TASK DIRECTIONS:
Present the data once more in exactly its original form.

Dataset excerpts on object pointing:
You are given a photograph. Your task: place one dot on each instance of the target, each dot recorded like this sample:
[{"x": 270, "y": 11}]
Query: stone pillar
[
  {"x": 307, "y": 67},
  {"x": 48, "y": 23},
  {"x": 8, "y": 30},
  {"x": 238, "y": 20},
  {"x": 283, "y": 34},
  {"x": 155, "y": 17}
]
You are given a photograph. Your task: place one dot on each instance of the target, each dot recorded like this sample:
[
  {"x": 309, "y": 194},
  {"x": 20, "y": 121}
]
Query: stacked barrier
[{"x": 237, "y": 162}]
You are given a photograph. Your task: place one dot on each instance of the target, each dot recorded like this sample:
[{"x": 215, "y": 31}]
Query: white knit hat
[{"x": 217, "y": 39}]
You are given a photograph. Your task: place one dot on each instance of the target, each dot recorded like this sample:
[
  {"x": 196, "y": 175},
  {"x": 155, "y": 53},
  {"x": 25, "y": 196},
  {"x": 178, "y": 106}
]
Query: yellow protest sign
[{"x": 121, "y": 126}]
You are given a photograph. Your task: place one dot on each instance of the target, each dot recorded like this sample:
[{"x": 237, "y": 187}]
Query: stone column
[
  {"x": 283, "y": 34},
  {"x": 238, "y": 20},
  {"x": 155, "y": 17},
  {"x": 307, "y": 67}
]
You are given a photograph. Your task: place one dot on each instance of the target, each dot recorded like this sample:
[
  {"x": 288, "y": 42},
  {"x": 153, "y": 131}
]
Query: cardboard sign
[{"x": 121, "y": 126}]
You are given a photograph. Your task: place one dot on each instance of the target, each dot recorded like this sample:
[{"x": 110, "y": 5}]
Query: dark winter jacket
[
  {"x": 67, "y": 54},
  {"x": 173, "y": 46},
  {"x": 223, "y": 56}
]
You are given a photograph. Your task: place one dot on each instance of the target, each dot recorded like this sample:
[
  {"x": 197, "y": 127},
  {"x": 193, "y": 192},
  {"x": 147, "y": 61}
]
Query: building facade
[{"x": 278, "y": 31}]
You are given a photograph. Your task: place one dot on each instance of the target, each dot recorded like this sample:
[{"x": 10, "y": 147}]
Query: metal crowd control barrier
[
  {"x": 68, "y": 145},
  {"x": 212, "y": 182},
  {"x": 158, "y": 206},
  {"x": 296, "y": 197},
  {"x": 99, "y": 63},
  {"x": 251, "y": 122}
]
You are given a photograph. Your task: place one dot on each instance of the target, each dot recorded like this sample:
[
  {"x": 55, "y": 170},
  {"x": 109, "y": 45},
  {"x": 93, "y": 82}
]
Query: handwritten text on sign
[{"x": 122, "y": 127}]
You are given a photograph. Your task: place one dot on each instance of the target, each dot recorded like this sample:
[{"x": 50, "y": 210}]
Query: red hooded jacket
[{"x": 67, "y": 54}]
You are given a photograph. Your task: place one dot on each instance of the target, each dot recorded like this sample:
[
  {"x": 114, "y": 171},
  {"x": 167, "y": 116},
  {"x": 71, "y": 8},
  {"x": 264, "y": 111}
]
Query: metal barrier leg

ANSWER TO THE TASK:
You are given a photograph. Your task: place one dot on each instance of the target, each dot recorded like this sample:
[{"x": 270, "y": 11}]
Query: stone pillar
[
  {"x": 307, "y": 67},
  {"x": 48, "y": 23},
  {"x": 8, "y": 30},
  {"x": 238, "y": 20},
  {"x": 283, "y": 34},
  {"x": 155, "y": 17}
]
You are given a photograph. Your task: place one dot on each instance of the target, each dot recorded like this sample:
[
  {"x": 309, "y": 194},
  {"x": 20, "y": 121}
]
Query: stacked barrier
[{"x": 237, "y": 162}]
You are given a photograph. Your task: place one dot on each instance of the target, each dot recorded like this sample:
[{"x": 215, "y": 31}]
Query: white knit hat
[{"x": 217, "y": 39}]
You are given a photograph. Your task: place one dot on each instance of the target, each dot recorded like this sample:
[
  {"x": 196, "y": 175},
  {"x": 155, "y": 53},
  {"x": 25, "y": 196},
  {"x": 178, "y": 106}
]
Query: yellow protest sign
[{"x": 121, "y": 126}]
You are given a photograph. Your task: place one dot on each instance of the target, each dot recorded like this sample:
[{"x": 237, "y": 187}]
Query: stone column
[
  {"x": 283, "y": 34},
  {"x": 238, "y": 20},
  {"x": 155, "y": 17},
  {"x": 307, "y": 67}
]
You are given a photograph. Your task: place one dot on each instance of the target, each dot recorded like this sample:
[
  {"x": 288, "y": 42},
  {"x": 153, "y": 131}
]
Query: cardboard sign
[{"x": 121, "y": 126}]
You are given a photograph. Your task: place one dot on each instance of the target, each dot recorded like this sample:
[{"x": 110, "y": 5}]
Query: dark winter jacket
[
  {"x": 67, "y": 54},
  {"x": 173, "y": 46},
  {"x": 223, "y": 56}
]
You are given a photograph. Your task: place one dot on each instance of the target, each dot recorded like this sample:
[
  {"x": 197, "y": 127},
  {"x": 193, "y": 192},
  {"x": 147, "y": 61}
]
Query: building facade
[{"x": 278, "y": 31}]
You are given a photograph. Your task: place one dot on each instance of the target, each dot recorded like this sample:
[{"x": 10, "y": 147}]
Query: metal crowd control barrier
[
  {"x": 68, "y": 145},
  {"x": 212, "y": 182},
  {"x": 158, "y": 206},
  {"x": 296, "y": 197},
  {"x": 99, "y": 63},
  {"x": 251, "y": 122}
]
You are given a photograph. Your task: place one dot on each instance of the target, each dot recorded like this sample:
[
  {"x": 55, "y": 170},
  {"x": 109, "y": 45},
  {"x": 93, "y": 82}
]
Query: handwritten text on sign
[{"x": 122, "y": 127}]
You are given a photograph. Your task: place one dot on each instance of the target, each dot recorded like this sample:
[{"x": 50, "y": 210}]
Query: red hooded jacket
[{"x": 67, "y": 54}]
You are given a photograph. Your task: place one dot on each instance of the target, each dot recorded like this sample:
[
  {"x": 114, "y": 171},
  {"x": 167, "y": 116},
  {"x": 71, "y": 8},
  {"x": 264, "y": 111}
]
Query: metal barrier leg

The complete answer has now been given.